• **Document excerpt**
Skip to content

apayne185/cv2-eye-tracking-system

Repository files navigation

Eye Tracking System with OpenCV and MediaPipe

Real-time eye tracking pipeline built with Python, OpenCV, and MediaPipe FaceMesh. Tracks iris position, estimates head pose in 3D, detects fixations and blinks, maps gaze to Areas of Interest, and exports per-frame metrics to CSV for offline analysis.

Demo

Eye Gaze Heatmap


Features

Feature Details
Iris gaze estimation Tracks iris position within eye bounds using MediaPipe's 478-point mesh (landmarks 468–477). Outputs normalized horizontal/vertical gaze ratios.
3D head pose cv2.solvePnP on 6 facial landmarks → roll, pitch, yaw in degrees. Axes drawn on nose tip in real time.
Blink detection Eye Aspect Ratio (EAR) formula on both eyes; blink flagged when avg EAR < 0.20.
Gaze direction estimation Fuses iris ratios with head-pose yaw/pitch to produce a head-independent gaze direction vector (dir_h, dir_v) in [-1, 1]. Visualised as a live miniature indicator overlay.
3D point cloud export --export-ply writes two PLY files on exit: (1) sampled face mesh landmarks coloured by time, (2) 3D gaze ray endpoints coloured by horizontal position. Viewable in MeshLab, CloudCompare, or Open3D.
Fixation detection Velocity-based classifier: gaze velocity < 25 px/s for ≥ 100 ms = fixation. Completed fixations logged with duration and position.
AOI tracking Configurable rectangular Areas of Interest with per-AOI dwell time accumulation.
Heatmap overlay Gaussian-blurred JET colormap overlaid on the live frame.
Gaze attention classifier sklearn Random Forest trained on 5 gaze features → predicts on_screen / peripheral / away with >95% CV accuracy. Demonstrated in notebooks/classifier.ipynb.
CSV export Per-frame record saved to data/gaze_<timestamp>.csv on exit.

Installation

conda (recommended):

git clone https://github.com/apayne185/cv2-eye-tracking-system.git
cd cv2-eye-tracking-system
conda env create -f environment.yml
conda activate eyetrack

pip / venv:

pip install -r requirements.txt

Requirements: Python 3.11+, opencv-python, numpy, mediapipe, pandas, scipy

Windows note: tested on Windows 11 with Python 3.12. The conda env is recommended — a pytest.ini is included that suppresses a known conflict between the dash pytest plugin and mediapipe's DLL initialisation on Windows.


Usage

# Default: webcam 0
python src/main.py

# Specific webcam index
python src/main.py --source 1

# Process a recorded video file
python src/main.py --source path/to/video.mp4

# Custom output directory
python src/main.py --source 0 --output-dir results/

# Export PLY point clouds (face mesh + gaze trajectory)
python src/main.py --source 0 --export-ply

Press q to quit — the session CSV and heatmap are saved automatically.


Output

Session summary (printed on exit and saved to summary_<timestamp>.txt)

--- Session Summary ---
Frames recorded:  2500
Blinks detected:  124
Fixation frames:  438  (17.5%)

• **Your tasks**
- 1) List the software requirements named in the eye tracking README.
- 2) Render the entries from the line containing "the canal, which" through the end of the entries, inclusive, as a two-column CSV with the headers request and point. Give one row per request, put each field in quotes, and replace any line breaks with spaces.
The entries below are unrelated to the eye tracking README above.

[Excerpts from point annotation data]

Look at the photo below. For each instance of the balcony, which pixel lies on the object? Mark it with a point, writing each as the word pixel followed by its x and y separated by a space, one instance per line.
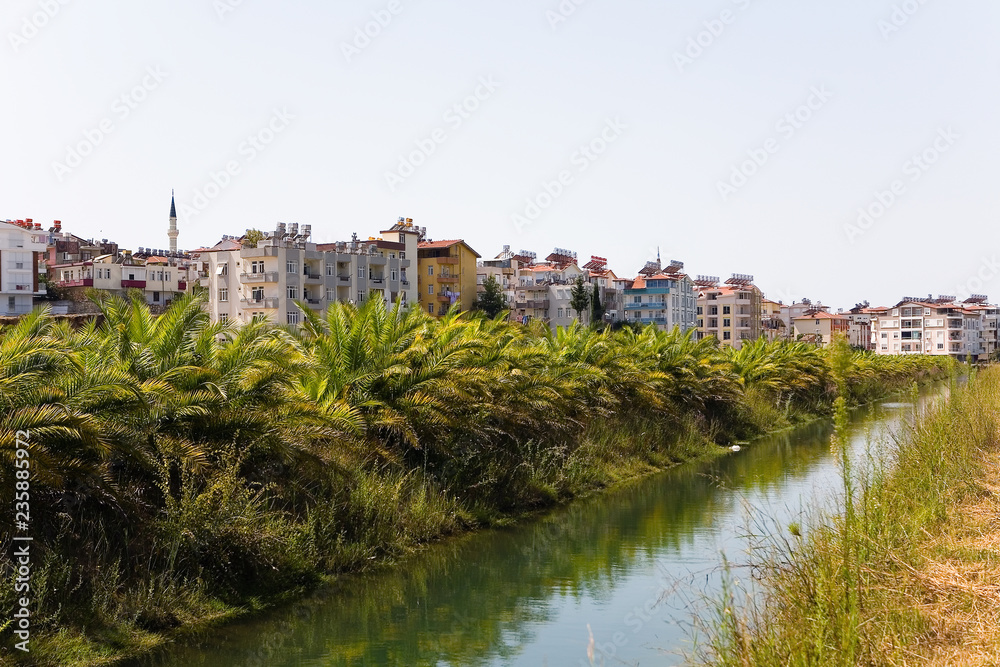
pixel 266 303
pixel 83 282
pixel 265 277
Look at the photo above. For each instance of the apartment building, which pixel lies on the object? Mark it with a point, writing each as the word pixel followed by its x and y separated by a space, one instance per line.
pixel 505 268
pixel 22 243
pixel 665 297
pixel 729 312
pixel 820 327
pixel 446 275
pixel 160 279
pixel 268 279
pixel 938 326
pixel 772 324
pixel 610 287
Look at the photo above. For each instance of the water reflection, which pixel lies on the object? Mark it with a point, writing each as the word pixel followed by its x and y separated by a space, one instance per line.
pixel 526 595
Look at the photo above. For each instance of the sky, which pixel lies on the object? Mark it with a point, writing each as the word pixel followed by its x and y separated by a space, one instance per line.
pixel 841 151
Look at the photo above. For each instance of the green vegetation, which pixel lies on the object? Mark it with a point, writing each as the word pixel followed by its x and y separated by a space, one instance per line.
pixel 186 472
pixel 905 572
pixel 491 300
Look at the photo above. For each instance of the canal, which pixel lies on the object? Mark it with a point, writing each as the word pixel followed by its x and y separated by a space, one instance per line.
pixel 635 565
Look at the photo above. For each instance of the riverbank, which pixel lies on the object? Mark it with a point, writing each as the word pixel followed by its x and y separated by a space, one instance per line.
pixel 186 473
pixel 906 574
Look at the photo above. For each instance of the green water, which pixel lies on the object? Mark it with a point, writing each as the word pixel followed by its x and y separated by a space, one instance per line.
pixel 635 564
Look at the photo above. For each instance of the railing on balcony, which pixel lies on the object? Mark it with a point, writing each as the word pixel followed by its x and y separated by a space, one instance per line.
pixel 263 277
pixel 269 302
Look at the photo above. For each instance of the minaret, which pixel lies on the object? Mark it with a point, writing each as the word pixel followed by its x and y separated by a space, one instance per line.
pixel 172 231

• **Task-by-task results**
- 1) Python 3.11+, opencv-python, numpy, mediapipe, pandas, scipy

- 2)
request,point
"Look at the photo above. For each instance of the canal, which pixel lies on the object? Mark it with a point, writing each as the word pixel followed by its x and y separated by a space, one instance per line.","pixel 635 565"
"Look at the photo above. For each instance of the riverbank, which pixel lies on the object? Mark it with a point, writing each as the word pixel followed by its x and y separated by a space, one instance per line.","pixel 186 473 pixel 906 574"
"Look at the photo above. For each instance of the green water, which pixel lies on the object? Mark it with a point, writing each as the word pixel followed by its x and y separated by a space, one instance per line.","pixel 635 564"
"Look at the photo above. For each instance of the railing on balcony, which pixel lies on the object? Mark it with a point, writing each as the word pixel followed by its x and y separated by a space, one instance per line.","pixel 263 277 pixel 269 302"
"Look at the photo above. For each instance of the minaret, which pixel lies on the object? Mark it with a point, writing each as the word pixel followed by its x and y separated by a space, one instance per line.","pixel 172 231"